> Goal
Can you copy the items from the line with "point: man's ear" through the end of the items, swapping "spectator" for "onlooker" and leaving everything else unchanged?

> Recorded information

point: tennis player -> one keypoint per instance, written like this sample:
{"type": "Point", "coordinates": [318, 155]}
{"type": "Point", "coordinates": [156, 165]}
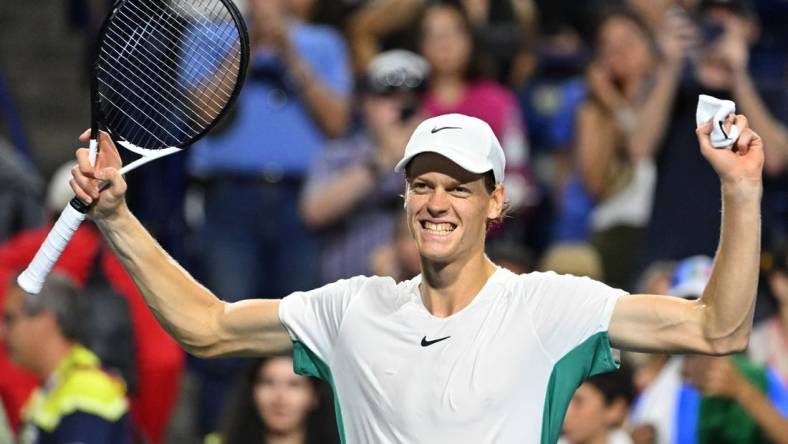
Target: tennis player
{"type": "Point", "coordinates": [466, 352]}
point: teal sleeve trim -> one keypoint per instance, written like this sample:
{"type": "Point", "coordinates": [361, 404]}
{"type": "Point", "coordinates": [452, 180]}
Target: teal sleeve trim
{"type": "Point", "coordinates": [307, 363]}
{"type": "Point", "coordinates": [590, 358]}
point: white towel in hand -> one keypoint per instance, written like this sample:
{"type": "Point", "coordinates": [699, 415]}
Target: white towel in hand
{"type": "Point", "coordinates": [712, 108]}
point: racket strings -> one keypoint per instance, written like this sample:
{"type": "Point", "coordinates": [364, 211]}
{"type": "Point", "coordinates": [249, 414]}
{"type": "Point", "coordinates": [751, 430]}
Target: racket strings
{"type": "Point", "coordinates": [170, 42]}
{"type": "Point", "coordinates": [175, 37]}
{"type": "Point", "coordinates": [167, 69]}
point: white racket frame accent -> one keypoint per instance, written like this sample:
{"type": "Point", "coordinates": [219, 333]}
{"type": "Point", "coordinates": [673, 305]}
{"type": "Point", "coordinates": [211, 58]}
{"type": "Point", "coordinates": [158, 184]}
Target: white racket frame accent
{"type": "Point", "coordinates": [32, 279]}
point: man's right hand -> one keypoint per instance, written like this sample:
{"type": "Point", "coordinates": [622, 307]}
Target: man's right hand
{"type": "Point", "coordinates": [87, 179]}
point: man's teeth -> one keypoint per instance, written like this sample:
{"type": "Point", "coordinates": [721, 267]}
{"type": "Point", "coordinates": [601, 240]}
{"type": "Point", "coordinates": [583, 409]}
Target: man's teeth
{"type": "Point", "coordinates": [439, 228]}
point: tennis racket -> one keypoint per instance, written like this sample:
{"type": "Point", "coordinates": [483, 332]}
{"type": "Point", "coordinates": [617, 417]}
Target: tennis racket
{"type": "Point", "coordinates": [164, 73]}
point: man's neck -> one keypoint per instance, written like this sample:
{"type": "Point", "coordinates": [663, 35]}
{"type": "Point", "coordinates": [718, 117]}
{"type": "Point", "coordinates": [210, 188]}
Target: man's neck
{"type": "Point", "coordinates": [294, 437]}
{"type": "Point", "coordinates": [447, 289]}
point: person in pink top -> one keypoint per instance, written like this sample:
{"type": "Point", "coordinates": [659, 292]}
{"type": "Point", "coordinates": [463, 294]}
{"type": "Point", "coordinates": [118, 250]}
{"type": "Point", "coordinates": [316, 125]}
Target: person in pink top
{"type": "Point", "coordinates": [457, 85]}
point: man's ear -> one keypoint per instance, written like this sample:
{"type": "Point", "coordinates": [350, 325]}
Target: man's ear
{"type": "Point", "coordinates": [496, 205]}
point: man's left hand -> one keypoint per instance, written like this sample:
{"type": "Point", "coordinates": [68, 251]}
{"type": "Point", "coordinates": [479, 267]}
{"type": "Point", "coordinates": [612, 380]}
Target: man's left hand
{"type": "Point", "coordinates": [743, 162]}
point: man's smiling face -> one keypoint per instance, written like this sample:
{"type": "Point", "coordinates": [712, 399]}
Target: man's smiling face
{"type": "Point", "coordinates": [448, 208]}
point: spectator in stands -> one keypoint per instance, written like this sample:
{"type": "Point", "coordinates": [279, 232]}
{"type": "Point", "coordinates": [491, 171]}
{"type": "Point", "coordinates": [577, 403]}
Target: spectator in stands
{"type": "Point", "coordinates": [613, 155]}
{"type": "Point", "coordinates": [457, 85]}
{"type": "Point", "coordinates": [687, 189]}
{"type": "Point", "coordinates": [20, 193]}
{"type": "Point", "coordinates": [505, 30]}
{"type": "Point", "coordinates": [253, 168]}
{"type": "Point", "coordinates": [769, 339]}
{"type": "Point", "coordinates": [399, 258]}
{"type": "Point", "coordinates": [598, 410]}
{"type": "Point", "coordinates": [78, 401]}
{"type": "Point", "coordinates": [549, 100]}
{"type": "Point", "coordinates": [274, 405]}
{"type": "Point", "coordinates": [158, 359]}
{"type": "Point", "coordinates": [709, 399]}
{"type": "Point", "coordinates": [352, 193]}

> Complete response
point: man's ear -> one keypoint per instance, written like this sample:
{"type": "Point", "coordinates": [350, 325]}
Target: man's ear
{"type": "Point", "coordinates": [496, 205]}
point: man's left hand -> one keypoint per instance, written like this sample:
{"type": "Point", "coordinates": [68, 251]}
{"type": "Point", "coordinates": [479, 267]}
{"type": "Point", "coordinates": [612, 380]}
Target: man's left hand
{"type": "Point", "coordinates": [743, 162]}
point: man's smiling face -> one keypoint per instance, written like this sample:
{"type": "Point", "coordinates": [712, 399]}
Target: man's smiling face
{"type": "Point", "coordinates": [448, 208]}
point: onlooker in stands -> one keypoint per instance, written like this sample:
{"type": "Point", "coordinates": [279, 232]}
{"type": "Point", "coordinates": [491, 171]}
{"type": "Point", "coordinates": [577, 403]}
Target: onlooker in stands
{"type": "Point", "coordinates": [613, 155]}
{"type": "Point", "coordinates": [457, 85]}
{"type": "Point", "coordinates": [687, 189]}
{"type": "Point", "coordinates": [20, 193]}
{"type": "Point", "coordinates": [505, 30]}
{"type": "Point", "coordinates": [253, 168]}
{"type": "Point", "coordinates": [769, 339]}
{"type": "Point", "coordinates": [399, 258]}
{"type": "Point", "coordinates": [598, 410]}
{"type": "Point", "coordinates": [78, 401]}
{"type": "Point", "coordinates": [549, 100]}
{"type": "Point", "coordinates": [274, 405]}
{"type": "Point", "coordinates": [158, 359]}
{"type": "Point", "coordinates": [709, 399]}
{"type": "Point", "coordinates": [352, 193]}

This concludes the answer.